# [TASK DIRECTIONS]
Please update everything from the line containing "Mark all instances of man in black" down to the end of the rows, replacing "hijab" with "headscarf" and leaving the rest unchanged.

# [DATA LISTING]
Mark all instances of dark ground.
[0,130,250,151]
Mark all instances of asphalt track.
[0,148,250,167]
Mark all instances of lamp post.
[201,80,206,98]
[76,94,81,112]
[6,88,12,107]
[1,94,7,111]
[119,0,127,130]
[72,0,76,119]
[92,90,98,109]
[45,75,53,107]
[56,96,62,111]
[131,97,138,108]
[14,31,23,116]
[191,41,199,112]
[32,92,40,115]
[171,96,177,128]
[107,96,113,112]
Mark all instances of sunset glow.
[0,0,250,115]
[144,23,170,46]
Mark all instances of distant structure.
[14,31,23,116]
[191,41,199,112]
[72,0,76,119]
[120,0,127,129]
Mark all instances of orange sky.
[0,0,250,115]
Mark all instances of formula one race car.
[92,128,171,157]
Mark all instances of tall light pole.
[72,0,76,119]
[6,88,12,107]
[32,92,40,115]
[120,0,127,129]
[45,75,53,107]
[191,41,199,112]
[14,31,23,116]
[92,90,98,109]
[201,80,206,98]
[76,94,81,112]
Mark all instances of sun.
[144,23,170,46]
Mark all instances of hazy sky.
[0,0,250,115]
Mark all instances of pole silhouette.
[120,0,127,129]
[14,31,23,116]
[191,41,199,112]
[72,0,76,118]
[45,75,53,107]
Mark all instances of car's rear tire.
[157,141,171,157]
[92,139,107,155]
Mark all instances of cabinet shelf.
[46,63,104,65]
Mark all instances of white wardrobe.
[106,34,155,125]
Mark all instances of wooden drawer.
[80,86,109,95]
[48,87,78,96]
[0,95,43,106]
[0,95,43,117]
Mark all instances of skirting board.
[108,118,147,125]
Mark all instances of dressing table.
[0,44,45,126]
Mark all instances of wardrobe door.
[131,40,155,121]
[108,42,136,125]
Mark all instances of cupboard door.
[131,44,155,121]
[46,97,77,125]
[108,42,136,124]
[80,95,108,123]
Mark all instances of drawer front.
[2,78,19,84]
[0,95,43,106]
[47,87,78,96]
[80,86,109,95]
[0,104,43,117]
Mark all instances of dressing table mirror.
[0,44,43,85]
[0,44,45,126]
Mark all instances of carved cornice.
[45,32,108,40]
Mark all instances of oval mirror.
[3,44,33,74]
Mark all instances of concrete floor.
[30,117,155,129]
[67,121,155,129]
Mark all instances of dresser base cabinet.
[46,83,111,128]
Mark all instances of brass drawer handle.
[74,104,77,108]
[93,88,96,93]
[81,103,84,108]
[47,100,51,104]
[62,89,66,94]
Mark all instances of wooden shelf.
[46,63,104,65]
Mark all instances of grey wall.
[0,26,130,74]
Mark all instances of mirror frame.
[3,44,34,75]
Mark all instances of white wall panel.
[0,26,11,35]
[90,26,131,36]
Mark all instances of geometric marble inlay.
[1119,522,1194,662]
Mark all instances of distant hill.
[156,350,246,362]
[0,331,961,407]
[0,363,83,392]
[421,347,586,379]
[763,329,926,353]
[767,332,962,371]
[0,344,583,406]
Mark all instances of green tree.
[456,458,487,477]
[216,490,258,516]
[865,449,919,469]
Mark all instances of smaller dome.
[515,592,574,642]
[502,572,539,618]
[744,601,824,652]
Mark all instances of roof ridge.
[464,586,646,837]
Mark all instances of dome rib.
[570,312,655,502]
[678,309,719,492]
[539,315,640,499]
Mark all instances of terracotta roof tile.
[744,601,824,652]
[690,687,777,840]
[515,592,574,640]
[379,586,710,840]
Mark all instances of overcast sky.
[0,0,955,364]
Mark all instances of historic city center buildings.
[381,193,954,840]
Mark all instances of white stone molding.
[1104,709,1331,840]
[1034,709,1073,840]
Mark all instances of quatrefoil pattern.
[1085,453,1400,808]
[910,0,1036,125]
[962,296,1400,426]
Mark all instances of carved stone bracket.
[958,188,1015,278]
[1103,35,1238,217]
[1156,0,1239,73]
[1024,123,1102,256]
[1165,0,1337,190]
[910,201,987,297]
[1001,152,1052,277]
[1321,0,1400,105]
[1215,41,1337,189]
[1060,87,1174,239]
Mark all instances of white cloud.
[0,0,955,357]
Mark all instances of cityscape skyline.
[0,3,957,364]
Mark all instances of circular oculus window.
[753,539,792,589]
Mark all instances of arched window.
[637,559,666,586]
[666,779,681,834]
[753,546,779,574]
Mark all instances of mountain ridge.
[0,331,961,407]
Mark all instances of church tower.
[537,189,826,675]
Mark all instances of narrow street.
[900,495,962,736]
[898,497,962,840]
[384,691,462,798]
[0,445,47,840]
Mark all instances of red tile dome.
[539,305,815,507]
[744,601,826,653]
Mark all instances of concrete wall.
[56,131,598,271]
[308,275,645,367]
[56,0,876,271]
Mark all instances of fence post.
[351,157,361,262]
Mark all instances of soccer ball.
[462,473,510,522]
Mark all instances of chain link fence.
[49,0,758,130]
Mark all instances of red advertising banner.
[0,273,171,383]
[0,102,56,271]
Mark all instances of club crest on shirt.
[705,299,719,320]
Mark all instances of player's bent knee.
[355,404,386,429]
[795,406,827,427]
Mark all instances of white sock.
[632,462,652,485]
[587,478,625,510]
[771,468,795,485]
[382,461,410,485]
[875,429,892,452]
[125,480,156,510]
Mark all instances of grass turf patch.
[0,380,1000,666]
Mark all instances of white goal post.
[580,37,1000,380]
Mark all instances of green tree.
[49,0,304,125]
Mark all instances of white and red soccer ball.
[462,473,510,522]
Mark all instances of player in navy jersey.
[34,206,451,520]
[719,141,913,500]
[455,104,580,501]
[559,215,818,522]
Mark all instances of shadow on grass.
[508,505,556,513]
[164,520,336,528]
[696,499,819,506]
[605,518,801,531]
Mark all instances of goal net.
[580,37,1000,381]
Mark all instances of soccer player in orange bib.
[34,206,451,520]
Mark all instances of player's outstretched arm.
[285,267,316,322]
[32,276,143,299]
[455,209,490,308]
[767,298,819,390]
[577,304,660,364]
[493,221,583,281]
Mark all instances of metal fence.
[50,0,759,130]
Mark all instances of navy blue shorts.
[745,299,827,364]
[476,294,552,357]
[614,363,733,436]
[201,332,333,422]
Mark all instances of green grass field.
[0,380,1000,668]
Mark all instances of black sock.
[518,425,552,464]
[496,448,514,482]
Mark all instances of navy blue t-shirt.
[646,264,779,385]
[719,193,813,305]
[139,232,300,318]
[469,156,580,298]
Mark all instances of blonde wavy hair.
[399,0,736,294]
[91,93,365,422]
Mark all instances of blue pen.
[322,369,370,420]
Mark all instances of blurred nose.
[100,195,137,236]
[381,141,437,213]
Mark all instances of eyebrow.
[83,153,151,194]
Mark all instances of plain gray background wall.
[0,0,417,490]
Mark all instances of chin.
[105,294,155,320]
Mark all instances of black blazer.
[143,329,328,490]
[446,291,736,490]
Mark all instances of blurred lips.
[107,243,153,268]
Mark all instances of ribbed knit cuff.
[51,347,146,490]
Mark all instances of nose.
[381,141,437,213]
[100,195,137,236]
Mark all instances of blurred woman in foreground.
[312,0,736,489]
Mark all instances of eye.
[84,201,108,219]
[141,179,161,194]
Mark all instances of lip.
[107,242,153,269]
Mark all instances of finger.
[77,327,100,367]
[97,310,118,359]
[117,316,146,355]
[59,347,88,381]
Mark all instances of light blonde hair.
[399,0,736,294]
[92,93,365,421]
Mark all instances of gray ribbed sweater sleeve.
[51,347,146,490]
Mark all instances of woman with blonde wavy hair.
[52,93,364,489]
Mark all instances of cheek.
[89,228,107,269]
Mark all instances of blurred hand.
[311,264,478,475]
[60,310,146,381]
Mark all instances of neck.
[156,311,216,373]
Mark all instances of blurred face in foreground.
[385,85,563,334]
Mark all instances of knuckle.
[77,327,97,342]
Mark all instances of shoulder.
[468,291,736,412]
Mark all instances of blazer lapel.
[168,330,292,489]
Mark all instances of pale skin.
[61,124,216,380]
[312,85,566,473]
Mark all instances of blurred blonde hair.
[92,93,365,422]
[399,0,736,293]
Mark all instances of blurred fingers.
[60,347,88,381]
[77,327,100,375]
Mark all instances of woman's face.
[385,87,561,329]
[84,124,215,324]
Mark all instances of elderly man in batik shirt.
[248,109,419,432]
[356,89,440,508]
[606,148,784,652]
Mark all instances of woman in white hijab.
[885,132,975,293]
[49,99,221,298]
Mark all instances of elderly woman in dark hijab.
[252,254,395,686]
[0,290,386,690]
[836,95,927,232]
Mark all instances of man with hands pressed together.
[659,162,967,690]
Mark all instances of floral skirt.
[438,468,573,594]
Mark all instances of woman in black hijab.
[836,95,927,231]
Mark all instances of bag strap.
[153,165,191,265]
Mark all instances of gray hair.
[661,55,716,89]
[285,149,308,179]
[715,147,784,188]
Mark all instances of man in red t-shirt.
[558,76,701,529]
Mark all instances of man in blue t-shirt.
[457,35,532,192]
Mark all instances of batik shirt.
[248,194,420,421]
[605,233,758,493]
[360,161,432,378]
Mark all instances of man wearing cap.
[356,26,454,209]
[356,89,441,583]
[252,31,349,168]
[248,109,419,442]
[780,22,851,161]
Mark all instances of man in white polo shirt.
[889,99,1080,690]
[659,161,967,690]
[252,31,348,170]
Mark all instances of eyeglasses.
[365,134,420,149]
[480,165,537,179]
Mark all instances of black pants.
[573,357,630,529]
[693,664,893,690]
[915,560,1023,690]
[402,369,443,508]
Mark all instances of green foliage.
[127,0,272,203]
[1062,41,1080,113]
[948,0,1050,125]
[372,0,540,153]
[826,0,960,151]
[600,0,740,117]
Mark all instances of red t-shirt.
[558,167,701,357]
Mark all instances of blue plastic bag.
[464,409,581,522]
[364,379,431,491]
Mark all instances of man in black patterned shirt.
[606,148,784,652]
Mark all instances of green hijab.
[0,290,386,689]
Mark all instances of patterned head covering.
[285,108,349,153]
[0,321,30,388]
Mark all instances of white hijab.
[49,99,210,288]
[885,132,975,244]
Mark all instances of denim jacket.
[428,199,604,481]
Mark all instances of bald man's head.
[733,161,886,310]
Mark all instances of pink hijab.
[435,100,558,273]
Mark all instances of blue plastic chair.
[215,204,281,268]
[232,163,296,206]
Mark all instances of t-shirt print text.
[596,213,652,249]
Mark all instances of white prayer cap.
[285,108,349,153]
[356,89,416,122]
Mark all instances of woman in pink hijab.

# [EXERCISE ANSWER]
Mark all instances of man in black patterned shirt.
[606,148,784,652]
Mark all instances of green headscarf.
[0,290,386,689]
Mark all instances of patterned head covering.
[285,108,349,153]
[0,321,30,388]
Mark all instances of white headscarf.
[49,99,210,288]
[885,132,975,244]
Mark all instances of denim jacket.
[428,199,604,481]
Mark all instances of bald man's head.
[733,161,886,310]
Mark all instances of pink headscarf.
[435,100,558,273]
Mark all instances of blue plastic chair.
[215,204,281,268]
[232,163,296,206]
Mark all instances of t-shirt print text.
[596,213,652,249]
Mark all instances of white prayer cap.
[285,108,349,153]
[356,89,416,122]
Mark all instances of woman in pink headscarf.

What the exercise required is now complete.